Top of Provided data
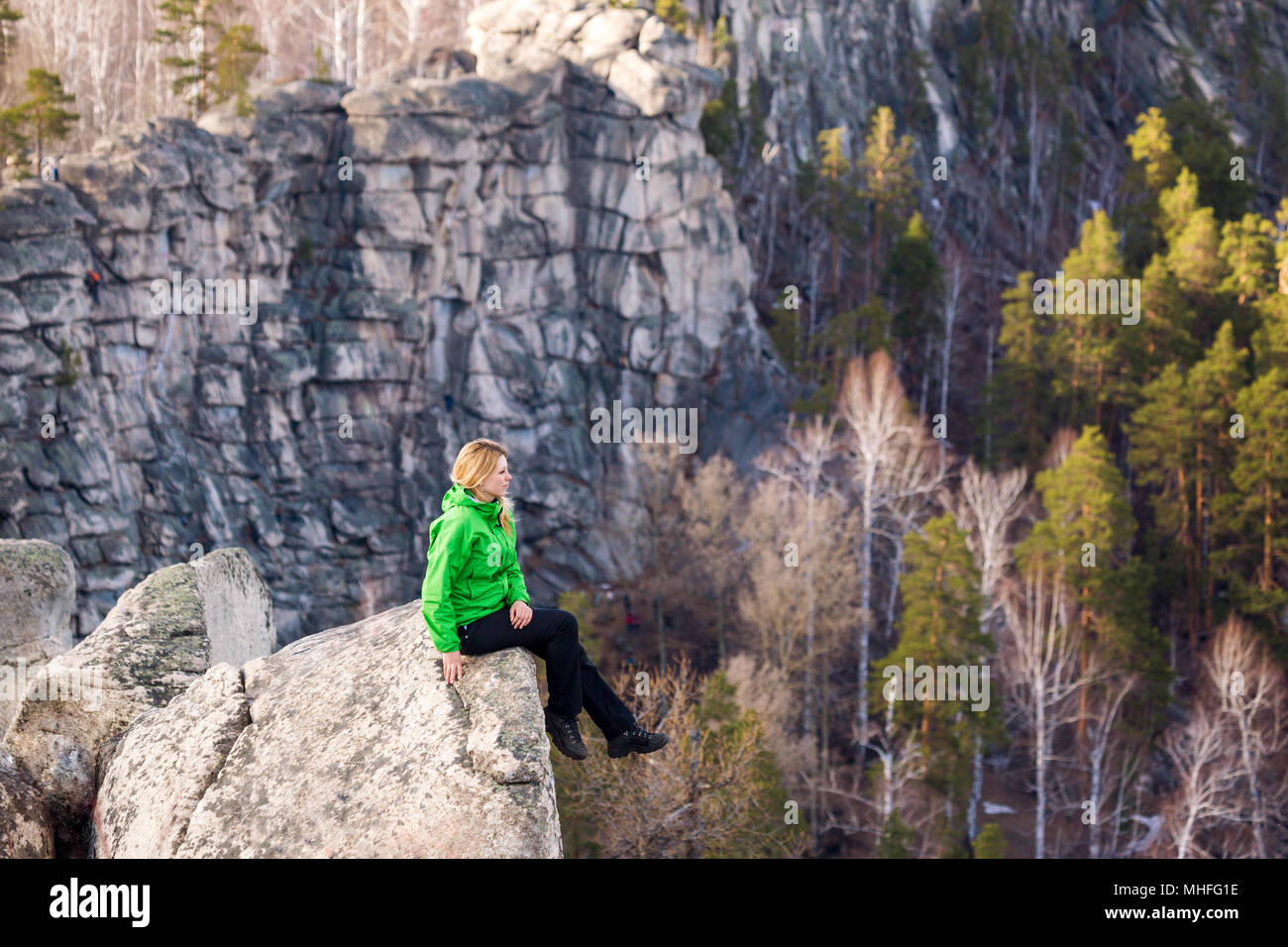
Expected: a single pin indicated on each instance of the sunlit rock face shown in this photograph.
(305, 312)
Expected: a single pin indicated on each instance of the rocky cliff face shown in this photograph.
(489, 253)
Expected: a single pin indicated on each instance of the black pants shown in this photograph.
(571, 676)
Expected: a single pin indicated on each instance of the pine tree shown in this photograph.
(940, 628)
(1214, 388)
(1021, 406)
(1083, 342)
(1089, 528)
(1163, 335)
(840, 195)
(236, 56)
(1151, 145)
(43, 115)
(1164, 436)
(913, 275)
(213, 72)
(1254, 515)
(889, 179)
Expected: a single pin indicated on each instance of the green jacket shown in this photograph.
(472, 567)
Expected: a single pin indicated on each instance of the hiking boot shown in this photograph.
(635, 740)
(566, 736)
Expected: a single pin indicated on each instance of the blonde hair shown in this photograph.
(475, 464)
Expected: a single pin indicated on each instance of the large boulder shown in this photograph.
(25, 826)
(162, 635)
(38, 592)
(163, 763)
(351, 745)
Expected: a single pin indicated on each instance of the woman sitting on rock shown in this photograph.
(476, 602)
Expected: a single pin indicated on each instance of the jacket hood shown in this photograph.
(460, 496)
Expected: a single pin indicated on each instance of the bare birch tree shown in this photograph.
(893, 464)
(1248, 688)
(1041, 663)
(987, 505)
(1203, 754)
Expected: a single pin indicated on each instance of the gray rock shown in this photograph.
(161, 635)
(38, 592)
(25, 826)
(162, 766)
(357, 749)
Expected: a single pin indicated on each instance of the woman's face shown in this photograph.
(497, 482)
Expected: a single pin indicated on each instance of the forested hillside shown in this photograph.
Bottom of Provided data
Task item: Skip the images and set down the rest of the data unchanged.

Solution:
Expected: a single pin indicated on each instance of the sunlit rock face shown in this photograph.
(305, 312)
Expected: a single pin indicated on each instance of the rocky cliff face shown in this photograph.
(489, 253)
Expected: a single pin indicated on each instance of the black pants shown in this photograph.
(571, 676)
Expected: a single pin indicated on each instance of the pine tree shown in this photograph.
(940, 628)
(1214, 388)
(1021, 406)
(1083, 342)
(1089, 528)
(1163, 335)
(840, 195)
(236, 56)
(1151, 145)
(43, 115)
(1164, 436)
(913, 275)
(213, 72)
(1254, 515)
(889, 179)
Expected: a single pin indicated on each instance of the green jacket shown in this photograph.
(472, 567)
Expected: a single pin indicated on each instance of the hiking boot shown in this photograph.
(635, 740)
(566, 736)
Expected: a single pin indicated on each instance of the blonde hair shown in this photograph.
(475, 464)
Expected: a single pin indicated on each instance of the large boulder shown in this photograph.
(25, 826)
(162, 635)
(38, 592)
(163, 763)
(351, 745)
Expected: a single pin indicated on each instance of the woman sitting on rock shown in this photograph.
(476, 602)
Expected: a single pin indicated on each instance of the jacket hood shown in this photograph.
(460, 496)
Expected: a single pin indicated on each instance of the bare birch tree shown in this photograph.
(893, 464)
(1248, 688)
(1041, 663)
(987, 505)
(1203, 754)
Expected: a single pin indicated on each instance of the gray rock shown in this photograph.
(161, 635)
(38, 592)
(25, 826)
(162, 766)
(357, 749)
Expected: a single pin indicated on each instance of the woman's face shown in this photograph.
(497, 482)
Expected: a single pin indicated on each instance of the forested hillside shown in this photograph.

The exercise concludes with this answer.